* Brano *
Come se non bastasse, le aziende iniziano ad avere carenza di cartone per gli imballaggi, perché produrlo non è più conveniente. «Vendiamo la carta a 680 euro a tonnellata ma per produrla oggi occorrono 750 euro soltanto per il gas», ha spiegato Bruno Zago, presidente del gruppo Pro-Gest di Treviso quando ha deciso di fermare l’attività dei suoi sei stabilimenti in Italia.

Nel settore alimentare non mancano i record dei prezzi a livello mondiale, come nel caso delle polveri di latte e delle uova che si avvicinano pericolosamente ai livelli del 2017, anno della contaminazione da fipronil. Nei prossimi giorni potrebbero anche iniziare a mancare i piselli. L’allarme l’ha dato ieri Aretè, società di analisi dei mercati agricoli. «Nella campagna corrente Russia ed Ucraina – spiega in un suo report - avevano fino ad ora parzialmente compensato la limitata offerta nordamericana».

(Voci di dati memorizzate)
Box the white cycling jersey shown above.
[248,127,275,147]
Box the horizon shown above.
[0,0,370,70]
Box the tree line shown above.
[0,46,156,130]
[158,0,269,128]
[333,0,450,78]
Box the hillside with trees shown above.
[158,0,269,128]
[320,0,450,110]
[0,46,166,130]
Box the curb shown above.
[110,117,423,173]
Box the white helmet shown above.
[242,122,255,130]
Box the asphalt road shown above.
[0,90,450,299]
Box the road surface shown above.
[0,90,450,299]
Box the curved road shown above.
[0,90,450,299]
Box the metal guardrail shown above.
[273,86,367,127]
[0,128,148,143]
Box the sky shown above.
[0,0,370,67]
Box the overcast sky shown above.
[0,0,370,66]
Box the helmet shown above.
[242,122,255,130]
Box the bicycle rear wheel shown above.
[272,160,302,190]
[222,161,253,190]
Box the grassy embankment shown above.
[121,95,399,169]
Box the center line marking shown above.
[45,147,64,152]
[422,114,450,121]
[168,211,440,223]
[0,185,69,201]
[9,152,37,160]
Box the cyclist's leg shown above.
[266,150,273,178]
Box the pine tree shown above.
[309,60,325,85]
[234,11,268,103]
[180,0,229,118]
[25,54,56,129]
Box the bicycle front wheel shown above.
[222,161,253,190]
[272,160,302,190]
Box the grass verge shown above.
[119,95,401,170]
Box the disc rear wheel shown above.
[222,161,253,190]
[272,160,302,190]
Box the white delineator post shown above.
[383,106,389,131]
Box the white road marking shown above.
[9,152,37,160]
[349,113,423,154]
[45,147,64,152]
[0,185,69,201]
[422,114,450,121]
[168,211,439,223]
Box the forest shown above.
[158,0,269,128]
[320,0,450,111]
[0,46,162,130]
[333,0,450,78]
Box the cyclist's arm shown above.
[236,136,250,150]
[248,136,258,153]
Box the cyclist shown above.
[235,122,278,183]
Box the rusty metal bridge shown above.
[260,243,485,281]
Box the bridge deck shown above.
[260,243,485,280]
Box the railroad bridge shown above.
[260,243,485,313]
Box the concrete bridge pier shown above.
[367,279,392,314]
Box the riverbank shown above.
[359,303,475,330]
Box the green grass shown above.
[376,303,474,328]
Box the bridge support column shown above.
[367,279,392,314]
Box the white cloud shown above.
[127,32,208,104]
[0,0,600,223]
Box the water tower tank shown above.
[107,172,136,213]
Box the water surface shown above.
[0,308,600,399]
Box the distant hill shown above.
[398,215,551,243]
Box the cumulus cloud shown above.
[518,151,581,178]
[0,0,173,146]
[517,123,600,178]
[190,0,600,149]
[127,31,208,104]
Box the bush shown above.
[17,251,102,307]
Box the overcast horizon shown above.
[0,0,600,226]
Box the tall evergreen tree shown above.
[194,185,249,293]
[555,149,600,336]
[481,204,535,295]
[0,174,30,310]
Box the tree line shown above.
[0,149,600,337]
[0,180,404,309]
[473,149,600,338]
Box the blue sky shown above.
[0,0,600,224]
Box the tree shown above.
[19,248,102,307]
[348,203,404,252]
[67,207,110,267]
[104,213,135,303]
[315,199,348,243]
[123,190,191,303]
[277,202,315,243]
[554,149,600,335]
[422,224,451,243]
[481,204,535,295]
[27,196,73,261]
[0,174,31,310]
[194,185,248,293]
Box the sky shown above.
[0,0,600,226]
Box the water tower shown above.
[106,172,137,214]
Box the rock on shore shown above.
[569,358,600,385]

* Compiti *
1. Riscrivi in forma più breve il paragrafo del brano sulle carenze che comincia con «Come se non bastasse», per favore, mantenendone i fatti principali.
2. Continua il brano sulle carenze dopo la sua ultima frase.

* Risposte *
1. Le aziende cominciano a restare senza cartone per imballaggi, perché produrlo non conviene più. Bruno Zago, presidente del gruppo Pro-Gest di Treviso, ha deciso di fermare i sei stabilimenti italiani del gruppo: la carta si vende a 680 euro a tonnellata, ma oggi per produrla servono 750 euro soltanto di gas.

2.
Probabili, quindi, aumenti di prezzo dei piselli del 20%. Altri prezzi dell’ortofrutta lievitano invece in modo ingiustificato nei negozi al dettaglio. Ieri mattina, infatti, nei mercati all’ingrosso i commercianti lamentavano (dal loro punto di vista) una flessione delle vendite e conseguentemente dei prezzi. «Il mercato è quasi fermo – ha dichiarato all’agenzia specializzata Italiafruit Giuseppe Zarba, presidente dei concessionari del mercato di Vittoria in Sicilia – anche perché le famiglie decidono di risparmiare sul cibo e invece che acquistare il pomodoro ciliegino, optano per la latta di passata». «Da inizio mese – aggiunge Gianpaolo Forcina, uno dei maggiori operatori della centrale ortofrutticola di Fondi - i mercati si sono bloccati: sono scese le richieste dell’export e le vendite di tutti gli ortaggi in generale, situazione che ha portato ad un abbassamento dei prezzi». Stessa cosa a Nord dove, per esempio al mercato generale di Brescia, i prezzi di molti prodotti sono in calo del 20%. Incredibilmente (e immotivatamente in molti casi), però, lo scontrino della spesa diventa sempre più caro per i consumatori finali.